──────── STORED DATA ────────
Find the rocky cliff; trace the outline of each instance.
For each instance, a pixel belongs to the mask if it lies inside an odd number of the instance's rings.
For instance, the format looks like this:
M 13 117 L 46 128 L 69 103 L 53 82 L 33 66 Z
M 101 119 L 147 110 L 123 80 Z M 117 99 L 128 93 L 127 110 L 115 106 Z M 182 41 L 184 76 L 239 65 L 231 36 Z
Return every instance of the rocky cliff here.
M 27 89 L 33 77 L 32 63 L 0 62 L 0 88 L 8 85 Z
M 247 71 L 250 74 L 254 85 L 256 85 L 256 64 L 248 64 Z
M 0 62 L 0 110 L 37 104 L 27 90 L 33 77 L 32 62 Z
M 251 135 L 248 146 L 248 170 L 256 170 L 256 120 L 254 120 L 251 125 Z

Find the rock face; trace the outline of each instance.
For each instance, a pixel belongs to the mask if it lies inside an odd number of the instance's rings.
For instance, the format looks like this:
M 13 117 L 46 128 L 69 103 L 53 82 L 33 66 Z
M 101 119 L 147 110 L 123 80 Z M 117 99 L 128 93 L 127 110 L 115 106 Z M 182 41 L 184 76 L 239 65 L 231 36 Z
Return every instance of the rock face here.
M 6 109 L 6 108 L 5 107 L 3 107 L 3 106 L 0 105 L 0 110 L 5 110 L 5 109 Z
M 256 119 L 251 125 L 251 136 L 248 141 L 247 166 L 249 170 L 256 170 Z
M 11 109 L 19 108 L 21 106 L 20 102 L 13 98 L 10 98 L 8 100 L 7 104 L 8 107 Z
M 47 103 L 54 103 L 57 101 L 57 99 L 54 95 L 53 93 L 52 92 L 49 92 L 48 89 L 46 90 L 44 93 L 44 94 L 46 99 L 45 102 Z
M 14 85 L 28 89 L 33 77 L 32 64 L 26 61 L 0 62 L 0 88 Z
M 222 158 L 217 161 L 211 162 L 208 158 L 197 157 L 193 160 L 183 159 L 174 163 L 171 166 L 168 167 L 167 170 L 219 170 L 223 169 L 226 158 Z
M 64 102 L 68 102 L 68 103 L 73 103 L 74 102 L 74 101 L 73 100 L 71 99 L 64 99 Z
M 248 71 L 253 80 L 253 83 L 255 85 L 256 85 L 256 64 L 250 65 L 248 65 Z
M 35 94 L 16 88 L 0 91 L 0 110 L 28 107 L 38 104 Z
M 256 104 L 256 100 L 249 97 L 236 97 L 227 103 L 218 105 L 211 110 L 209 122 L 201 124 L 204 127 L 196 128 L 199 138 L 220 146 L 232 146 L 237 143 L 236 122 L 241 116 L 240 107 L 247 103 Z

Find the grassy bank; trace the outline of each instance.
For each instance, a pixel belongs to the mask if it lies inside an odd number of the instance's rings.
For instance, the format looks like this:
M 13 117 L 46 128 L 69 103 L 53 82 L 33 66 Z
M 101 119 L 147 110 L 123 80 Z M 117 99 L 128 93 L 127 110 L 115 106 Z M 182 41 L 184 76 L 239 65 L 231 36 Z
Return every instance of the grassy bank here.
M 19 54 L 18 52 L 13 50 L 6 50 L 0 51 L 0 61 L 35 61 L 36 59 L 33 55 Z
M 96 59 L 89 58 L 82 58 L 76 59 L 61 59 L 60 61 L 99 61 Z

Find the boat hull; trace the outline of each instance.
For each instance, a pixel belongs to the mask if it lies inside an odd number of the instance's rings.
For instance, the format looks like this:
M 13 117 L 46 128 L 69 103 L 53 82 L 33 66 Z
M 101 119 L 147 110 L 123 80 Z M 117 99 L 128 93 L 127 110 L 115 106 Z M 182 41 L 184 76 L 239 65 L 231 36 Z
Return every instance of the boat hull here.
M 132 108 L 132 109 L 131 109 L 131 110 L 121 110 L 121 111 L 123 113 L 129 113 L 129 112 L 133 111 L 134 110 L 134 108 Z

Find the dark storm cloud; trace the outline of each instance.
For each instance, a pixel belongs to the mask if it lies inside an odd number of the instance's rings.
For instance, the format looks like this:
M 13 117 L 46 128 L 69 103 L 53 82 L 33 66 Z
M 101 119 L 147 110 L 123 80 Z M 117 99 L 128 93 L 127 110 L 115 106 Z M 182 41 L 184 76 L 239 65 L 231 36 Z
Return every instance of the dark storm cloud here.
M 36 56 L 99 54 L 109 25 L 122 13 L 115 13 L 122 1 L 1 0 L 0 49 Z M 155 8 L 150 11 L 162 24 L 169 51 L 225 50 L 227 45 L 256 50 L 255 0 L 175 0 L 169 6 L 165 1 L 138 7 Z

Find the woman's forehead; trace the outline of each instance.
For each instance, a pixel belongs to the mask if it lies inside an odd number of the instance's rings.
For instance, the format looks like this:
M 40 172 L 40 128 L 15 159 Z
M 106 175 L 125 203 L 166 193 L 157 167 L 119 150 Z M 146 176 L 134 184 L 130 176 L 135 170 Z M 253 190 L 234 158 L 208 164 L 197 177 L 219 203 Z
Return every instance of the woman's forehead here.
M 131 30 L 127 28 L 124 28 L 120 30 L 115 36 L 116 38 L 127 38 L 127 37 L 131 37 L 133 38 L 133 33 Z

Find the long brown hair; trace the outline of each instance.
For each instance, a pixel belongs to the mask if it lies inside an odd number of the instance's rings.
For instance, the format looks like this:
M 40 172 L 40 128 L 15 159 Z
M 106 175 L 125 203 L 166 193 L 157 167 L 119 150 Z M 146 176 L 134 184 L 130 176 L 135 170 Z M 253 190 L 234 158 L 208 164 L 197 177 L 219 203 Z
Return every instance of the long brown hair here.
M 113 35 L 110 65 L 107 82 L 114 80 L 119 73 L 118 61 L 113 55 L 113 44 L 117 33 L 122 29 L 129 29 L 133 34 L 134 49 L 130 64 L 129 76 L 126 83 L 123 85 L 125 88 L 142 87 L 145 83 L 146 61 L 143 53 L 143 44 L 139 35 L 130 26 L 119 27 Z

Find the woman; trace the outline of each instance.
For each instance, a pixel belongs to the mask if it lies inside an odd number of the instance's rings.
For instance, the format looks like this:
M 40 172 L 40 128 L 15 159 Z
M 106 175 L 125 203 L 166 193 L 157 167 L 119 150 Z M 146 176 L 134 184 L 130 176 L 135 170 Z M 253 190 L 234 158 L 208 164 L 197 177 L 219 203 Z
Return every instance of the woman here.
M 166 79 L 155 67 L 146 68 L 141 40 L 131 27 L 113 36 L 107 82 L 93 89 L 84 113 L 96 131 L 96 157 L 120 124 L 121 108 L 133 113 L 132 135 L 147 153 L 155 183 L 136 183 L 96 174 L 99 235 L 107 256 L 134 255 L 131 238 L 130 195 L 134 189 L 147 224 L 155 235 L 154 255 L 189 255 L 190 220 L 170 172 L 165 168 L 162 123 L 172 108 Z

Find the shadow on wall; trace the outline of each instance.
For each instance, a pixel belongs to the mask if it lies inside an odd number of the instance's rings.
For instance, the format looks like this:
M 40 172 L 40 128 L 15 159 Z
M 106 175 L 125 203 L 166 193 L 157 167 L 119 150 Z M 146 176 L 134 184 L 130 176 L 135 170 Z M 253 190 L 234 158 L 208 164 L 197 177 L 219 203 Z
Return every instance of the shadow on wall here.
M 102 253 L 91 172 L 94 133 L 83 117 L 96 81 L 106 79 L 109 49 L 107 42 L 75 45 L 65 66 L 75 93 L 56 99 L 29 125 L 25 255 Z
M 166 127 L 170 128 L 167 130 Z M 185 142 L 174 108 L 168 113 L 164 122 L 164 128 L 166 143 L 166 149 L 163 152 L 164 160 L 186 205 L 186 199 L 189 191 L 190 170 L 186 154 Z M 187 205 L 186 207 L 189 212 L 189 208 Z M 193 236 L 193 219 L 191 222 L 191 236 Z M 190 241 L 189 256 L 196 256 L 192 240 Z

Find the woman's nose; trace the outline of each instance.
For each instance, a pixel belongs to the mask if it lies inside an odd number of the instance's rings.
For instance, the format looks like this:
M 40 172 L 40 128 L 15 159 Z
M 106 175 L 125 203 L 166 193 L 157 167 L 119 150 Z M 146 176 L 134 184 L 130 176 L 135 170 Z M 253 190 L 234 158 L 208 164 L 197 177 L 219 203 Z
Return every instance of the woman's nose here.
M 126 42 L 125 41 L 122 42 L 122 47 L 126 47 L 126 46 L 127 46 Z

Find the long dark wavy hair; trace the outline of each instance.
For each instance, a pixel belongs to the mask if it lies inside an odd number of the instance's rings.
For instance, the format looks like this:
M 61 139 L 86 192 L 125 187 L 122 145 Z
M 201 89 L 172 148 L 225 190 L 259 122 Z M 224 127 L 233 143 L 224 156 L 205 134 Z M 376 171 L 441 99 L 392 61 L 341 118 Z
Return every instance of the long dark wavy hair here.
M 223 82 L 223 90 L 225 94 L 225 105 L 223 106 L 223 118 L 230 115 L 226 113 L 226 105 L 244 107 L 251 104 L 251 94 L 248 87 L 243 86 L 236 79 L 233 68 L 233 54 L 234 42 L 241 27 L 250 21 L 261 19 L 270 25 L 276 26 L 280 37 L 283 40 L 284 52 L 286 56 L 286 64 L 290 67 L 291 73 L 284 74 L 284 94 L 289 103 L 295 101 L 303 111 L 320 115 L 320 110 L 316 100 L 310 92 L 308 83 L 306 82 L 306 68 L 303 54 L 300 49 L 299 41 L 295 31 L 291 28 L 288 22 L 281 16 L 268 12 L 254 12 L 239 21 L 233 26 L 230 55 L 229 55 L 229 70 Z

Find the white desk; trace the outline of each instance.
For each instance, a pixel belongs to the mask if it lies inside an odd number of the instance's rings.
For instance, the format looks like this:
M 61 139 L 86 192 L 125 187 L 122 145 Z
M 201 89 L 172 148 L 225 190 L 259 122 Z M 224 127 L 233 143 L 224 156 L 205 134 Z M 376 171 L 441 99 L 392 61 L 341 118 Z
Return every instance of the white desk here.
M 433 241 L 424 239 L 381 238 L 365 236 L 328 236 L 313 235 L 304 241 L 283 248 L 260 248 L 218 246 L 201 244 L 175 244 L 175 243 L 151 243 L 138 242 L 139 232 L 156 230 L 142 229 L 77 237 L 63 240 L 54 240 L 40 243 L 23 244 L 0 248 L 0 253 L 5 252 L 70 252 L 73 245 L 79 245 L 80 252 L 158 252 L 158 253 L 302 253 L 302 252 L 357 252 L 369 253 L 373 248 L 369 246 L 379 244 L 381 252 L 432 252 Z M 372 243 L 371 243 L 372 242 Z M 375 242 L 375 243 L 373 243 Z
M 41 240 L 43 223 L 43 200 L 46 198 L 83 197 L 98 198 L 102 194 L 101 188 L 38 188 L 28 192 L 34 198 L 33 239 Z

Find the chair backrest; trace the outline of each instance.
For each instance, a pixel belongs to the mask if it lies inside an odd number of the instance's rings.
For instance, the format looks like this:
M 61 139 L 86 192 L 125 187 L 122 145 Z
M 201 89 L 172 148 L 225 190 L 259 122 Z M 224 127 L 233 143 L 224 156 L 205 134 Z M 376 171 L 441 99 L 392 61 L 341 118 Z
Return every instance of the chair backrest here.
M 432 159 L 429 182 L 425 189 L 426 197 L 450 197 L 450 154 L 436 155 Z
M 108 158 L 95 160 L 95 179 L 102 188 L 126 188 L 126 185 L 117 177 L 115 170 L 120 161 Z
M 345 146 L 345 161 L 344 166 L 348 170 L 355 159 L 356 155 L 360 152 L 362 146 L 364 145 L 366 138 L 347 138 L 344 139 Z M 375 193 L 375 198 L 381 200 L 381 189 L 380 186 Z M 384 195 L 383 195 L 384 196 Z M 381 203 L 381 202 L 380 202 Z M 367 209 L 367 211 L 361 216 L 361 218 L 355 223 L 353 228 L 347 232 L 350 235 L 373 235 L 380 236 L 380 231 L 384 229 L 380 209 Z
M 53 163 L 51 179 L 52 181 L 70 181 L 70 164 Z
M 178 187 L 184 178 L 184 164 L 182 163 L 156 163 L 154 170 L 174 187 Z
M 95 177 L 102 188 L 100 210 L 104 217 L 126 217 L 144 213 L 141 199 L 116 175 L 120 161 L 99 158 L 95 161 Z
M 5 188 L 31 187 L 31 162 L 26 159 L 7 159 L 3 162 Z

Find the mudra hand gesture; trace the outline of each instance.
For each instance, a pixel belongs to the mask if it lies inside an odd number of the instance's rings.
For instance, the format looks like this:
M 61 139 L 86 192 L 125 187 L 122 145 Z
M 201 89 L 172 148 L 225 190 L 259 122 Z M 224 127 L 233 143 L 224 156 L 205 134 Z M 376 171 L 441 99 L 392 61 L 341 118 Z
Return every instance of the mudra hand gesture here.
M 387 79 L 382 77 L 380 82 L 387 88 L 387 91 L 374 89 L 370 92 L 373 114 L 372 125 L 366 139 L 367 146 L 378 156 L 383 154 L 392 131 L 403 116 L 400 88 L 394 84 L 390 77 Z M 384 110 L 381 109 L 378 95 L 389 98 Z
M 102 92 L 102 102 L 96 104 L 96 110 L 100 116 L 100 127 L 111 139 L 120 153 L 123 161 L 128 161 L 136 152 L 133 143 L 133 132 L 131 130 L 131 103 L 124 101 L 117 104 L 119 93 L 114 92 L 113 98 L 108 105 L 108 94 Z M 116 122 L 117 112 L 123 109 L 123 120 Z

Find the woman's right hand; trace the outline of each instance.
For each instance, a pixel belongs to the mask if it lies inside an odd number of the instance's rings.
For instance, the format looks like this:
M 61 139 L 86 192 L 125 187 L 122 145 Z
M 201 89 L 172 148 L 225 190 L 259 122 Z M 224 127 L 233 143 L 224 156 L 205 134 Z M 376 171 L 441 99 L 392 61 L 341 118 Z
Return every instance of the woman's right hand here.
────────
PROBLEM TO WORK ON. Your task is to output exactly the lines running from the one with "Find the woman's right" through the final line of the material above, with both ends included.

FULL OUTPUT.
Find the woman's right hand; trace the outline of each instance.
For each instance, a pixel belongs to the mask if it lies inside an odd number of the instance's rings.
For instance, the format looks like this:
M 61 139 L 86 192 L 125 187 L 122 145 Z
M 201 89 L 172 148 L 225 190 L 259 122 Z M 224 127 L 233 143 L 224 156 L 205 134 Z M 376 171 L 441 99 L 392 61 L 341 118 Z
Return every instance of the woman's right hand here.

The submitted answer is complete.